→ **PROVIDED TEXT**:
■ ■ ■ ■ ■ ■ ■

Date posted: 22/04/2026

Super Cases

Super cases as reported in the Super & Financial Advice News 2026 editions.

Carrello (Trustee), in the matter of the Bankrupt Estate of Jones (deceased) [2026] FCA 468

In Carrello (Trustee), in the matter of the Bankrupt Estate of Jones (deceased) [2026] FCA 468, the Federal Court dismissed an application to appoint the trustee in bankruptcy as receiver and manager of a self managed superannuation fund (SMSF). The application arose because the sole remaining trustee was an undischarged bankrupt and the former corporate trustee was in liquidation, leaving no person able to lawfully wind up the fund. The applicants sought to sell the fund’s main asset and distribute half of the proceeds to the deceased member’s bankrupt estate.

The judge accepted the Court had power under s 57 of the Federal Court of Australia Act to appoint a receiver, but refused relief due to serious shortcomings. These included inadequate disclosure about the intended use of the deceased member’s superannuation, failure to address whether creditors had any lawful claim on those benefits, limited engagement with the fund deed, and lack of clarity about potential beneficiary claims (including adult children). The Court was also concerned about the absence of evidence of independent advice and unexplored alternatives under the SIS Act. The application was dismissed, with liberty to apply again.

Deemhire Pty Limited as trustee of the Vartuli Family Trust v No Defendant [2026] NSWSC 318 (2 April 2026)

The NSW Court of Appeal dismissed an appeal by Bruno and Nancy Vartuli against land tax assessments for the 2007–2013 land tax years, confirming that their Edmondson Park property was not exempt under s 10AA of the Land Tax Management Act 1956 (NSW). Although the land was used for cattle grazing and accepted to be primary production, it was not rural land following rezoning and therefore required satisfaction of additional statutory tests.

The Court held that the cattle operations did not have a significant and substantial commercial purpose or character. While the activities were genuine and not a hobby or token operation, they were small-scale and generated ongoing losses or only minimal profits over a long period. Any profits made did not contribute in a real (as opposed to trifling) way to the income of the taxpayers or their related entities.

The Court confirmed that assessing “significant and substantial” commerciality requires an evaluative judgment, considering scale, intensity, profitability, and contribution to income. As this threshold was not met, the appeal was dismissed with costs.

Maietta and Commissioner of Taxation (Taxation) [2026] ARTA 534 (9 April 2026)

The Administrative Review Tribunal affirmed the Commissioner of Taxation’s decision to disqualify Roberto Maietta from acting as a responsible officer of the corporate trustee of his selfmanaged superannuation fund (SMSF) under **s 126A(2) of the Superannuation Industry (Supervision) Act 1993 (Cth).

The Tribunal found that the trustee contravened the sole purpose test (s 62) by advancing almost all SMSF assets to a related overseas property development company controlled by Mr Maietta. Although the arrangement was documented as a commercial investment, the Tribunal concluded that one purpose was to accelerate completion of the company’s project, meaning the fund was not maintained solely for retirement purposes.

■ ■ ■ ■ ■ ■ ■

→ **RAW DATA**:

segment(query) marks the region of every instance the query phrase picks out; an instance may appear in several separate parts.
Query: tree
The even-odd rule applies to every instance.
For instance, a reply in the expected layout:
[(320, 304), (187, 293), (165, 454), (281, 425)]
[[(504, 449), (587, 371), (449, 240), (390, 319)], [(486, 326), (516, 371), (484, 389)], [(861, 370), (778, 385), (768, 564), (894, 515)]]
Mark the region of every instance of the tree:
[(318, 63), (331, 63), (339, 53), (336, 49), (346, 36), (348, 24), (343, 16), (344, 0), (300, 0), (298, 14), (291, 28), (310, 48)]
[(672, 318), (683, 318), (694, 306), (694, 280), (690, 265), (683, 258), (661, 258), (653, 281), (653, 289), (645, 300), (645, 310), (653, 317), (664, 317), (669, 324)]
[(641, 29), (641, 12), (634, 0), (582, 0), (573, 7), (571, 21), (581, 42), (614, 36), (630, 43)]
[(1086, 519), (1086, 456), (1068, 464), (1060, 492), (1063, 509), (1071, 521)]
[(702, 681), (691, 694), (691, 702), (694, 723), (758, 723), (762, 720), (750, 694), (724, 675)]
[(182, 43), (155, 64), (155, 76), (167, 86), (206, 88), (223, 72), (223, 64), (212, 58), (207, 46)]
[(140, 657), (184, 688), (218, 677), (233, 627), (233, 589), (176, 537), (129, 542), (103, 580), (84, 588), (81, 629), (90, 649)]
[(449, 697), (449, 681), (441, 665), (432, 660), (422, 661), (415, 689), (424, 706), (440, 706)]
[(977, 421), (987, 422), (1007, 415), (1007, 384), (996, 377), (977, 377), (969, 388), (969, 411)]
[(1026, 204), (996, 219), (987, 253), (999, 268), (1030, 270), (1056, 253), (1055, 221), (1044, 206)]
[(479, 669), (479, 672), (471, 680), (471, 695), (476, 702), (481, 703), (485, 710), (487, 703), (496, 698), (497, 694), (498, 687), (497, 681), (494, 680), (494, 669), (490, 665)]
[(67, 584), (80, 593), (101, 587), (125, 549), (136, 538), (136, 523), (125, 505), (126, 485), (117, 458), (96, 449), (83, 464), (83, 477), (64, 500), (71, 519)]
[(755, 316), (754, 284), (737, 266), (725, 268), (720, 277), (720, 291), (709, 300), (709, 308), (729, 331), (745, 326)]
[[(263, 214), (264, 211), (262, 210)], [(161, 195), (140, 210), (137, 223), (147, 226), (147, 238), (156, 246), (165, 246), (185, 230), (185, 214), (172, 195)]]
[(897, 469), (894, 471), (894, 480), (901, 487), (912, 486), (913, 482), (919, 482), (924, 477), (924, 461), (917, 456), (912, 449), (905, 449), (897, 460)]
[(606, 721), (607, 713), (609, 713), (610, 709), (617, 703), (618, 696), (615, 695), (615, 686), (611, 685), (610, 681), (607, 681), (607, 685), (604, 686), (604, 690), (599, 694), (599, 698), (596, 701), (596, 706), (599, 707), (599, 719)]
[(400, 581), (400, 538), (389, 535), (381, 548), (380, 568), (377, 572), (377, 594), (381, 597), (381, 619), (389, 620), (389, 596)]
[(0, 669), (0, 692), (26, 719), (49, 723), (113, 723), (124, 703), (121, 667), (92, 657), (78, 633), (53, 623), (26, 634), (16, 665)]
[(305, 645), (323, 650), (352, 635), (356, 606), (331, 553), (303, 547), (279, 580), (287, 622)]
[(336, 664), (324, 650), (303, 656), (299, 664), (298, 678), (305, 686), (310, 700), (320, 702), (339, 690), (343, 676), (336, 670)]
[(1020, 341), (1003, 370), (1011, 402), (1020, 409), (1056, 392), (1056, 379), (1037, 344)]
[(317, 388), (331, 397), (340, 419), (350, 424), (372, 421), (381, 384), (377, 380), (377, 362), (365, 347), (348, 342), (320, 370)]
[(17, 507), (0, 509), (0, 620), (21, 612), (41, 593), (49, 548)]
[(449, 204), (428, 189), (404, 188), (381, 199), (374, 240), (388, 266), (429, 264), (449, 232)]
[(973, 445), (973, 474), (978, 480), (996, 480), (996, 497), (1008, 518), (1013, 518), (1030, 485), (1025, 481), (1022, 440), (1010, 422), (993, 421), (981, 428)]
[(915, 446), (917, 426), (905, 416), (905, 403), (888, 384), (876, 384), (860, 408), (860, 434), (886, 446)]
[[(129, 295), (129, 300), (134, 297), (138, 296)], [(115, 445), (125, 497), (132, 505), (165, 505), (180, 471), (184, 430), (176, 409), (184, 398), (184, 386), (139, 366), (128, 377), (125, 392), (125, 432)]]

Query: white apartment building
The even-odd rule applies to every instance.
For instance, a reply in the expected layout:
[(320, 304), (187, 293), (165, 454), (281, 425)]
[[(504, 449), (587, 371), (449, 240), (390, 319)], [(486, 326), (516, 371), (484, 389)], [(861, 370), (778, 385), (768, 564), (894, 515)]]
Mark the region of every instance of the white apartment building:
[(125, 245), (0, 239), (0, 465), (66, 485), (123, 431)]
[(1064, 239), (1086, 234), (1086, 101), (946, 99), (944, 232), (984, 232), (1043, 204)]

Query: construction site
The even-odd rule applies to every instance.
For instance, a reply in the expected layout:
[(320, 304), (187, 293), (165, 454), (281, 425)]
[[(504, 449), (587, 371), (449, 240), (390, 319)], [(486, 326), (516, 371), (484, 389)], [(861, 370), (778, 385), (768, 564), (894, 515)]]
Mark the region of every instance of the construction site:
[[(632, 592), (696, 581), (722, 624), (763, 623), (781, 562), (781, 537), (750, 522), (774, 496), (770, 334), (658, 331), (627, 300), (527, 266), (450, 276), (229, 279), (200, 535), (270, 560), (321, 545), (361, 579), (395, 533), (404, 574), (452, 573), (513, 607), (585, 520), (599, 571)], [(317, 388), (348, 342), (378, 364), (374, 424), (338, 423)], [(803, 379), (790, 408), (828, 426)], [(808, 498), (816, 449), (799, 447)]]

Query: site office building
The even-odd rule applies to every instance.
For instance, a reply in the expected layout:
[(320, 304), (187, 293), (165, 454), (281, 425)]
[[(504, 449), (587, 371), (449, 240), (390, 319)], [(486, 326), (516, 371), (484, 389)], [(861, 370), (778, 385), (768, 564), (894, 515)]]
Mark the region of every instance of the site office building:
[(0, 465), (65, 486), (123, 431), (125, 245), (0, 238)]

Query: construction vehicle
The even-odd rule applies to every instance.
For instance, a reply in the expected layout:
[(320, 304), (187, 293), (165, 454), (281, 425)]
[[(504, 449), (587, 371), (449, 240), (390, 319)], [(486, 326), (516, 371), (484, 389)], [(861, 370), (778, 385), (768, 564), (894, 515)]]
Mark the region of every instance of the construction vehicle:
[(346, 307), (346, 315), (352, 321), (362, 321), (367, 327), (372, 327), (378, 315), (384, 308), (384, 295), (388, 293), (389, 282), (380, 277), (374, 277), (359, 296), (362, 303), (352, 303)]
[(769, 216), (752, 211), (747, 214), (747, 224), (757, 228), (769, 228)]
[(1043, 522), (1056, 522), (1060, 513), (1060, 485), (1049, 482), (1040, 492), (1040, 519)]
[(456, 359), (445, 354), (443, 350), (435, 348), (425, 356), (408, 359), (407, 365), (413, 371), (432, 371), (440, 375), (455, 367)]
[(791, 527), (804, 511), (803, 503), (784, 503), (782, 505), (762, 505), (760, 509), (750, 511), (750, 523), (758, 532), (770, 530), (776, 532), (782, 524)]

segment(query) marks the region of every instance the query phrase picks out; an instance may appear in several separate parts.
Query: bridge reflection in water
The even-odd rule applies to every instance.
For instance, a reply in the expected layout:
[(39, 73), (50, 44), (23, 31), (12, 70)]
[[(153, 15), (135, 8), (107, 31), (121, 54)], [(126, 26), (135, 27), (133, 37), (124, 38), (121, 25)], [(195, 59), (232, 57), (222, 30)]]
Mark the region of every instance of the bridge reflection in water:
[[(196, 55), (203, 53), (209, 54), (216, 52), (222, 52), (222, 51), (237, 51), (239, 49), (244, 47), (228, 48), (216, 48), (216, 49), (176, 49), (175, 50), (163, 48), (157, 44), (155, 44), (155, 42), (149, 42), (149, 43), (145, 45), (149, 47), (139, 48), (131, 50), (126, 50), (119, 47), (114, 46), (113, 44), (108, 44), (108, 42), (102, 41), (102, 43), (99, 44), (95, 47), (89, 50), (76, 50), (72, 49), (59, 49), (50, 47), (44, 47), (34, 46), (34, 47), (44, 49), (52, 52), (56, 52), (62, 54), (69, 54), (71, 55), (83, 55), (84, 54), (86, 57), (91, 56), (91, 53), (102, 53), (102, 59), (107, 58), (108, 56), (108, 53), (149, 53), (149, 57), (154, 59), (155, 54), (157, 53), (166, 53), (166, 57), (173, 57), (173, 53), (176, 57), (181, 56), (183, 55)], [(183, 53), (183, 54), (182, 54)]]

■ ■ ■ ■ ■ ■ ■

→ **WRITTEN TASKS**:
**a.** Reproduce word for word the passage of the Super Cases summary starting at "The Court confirmed" and ending at "(9 April 2026)".
**b.** According to the Super Cases summary, under which section of the Federal Court of Australia Act did the judge in the Carrello matter accept that the Court had power to appoint a receiver?
The listing has no connection to the Super Cases summary.

→ **SOLUTIONS**:
**a.**
The Court confirmed that assessing “significant and substantial” commerciality requires an evaluative judgment, considering scale, intensity, profitability, and contribution to income. As this threshold was not met, the appeal was dismissed with costs.

Maietta and Commissioner of Taxation (Taxation) [2026] ARTA 534 (9 April 2026)

**b.** Section 57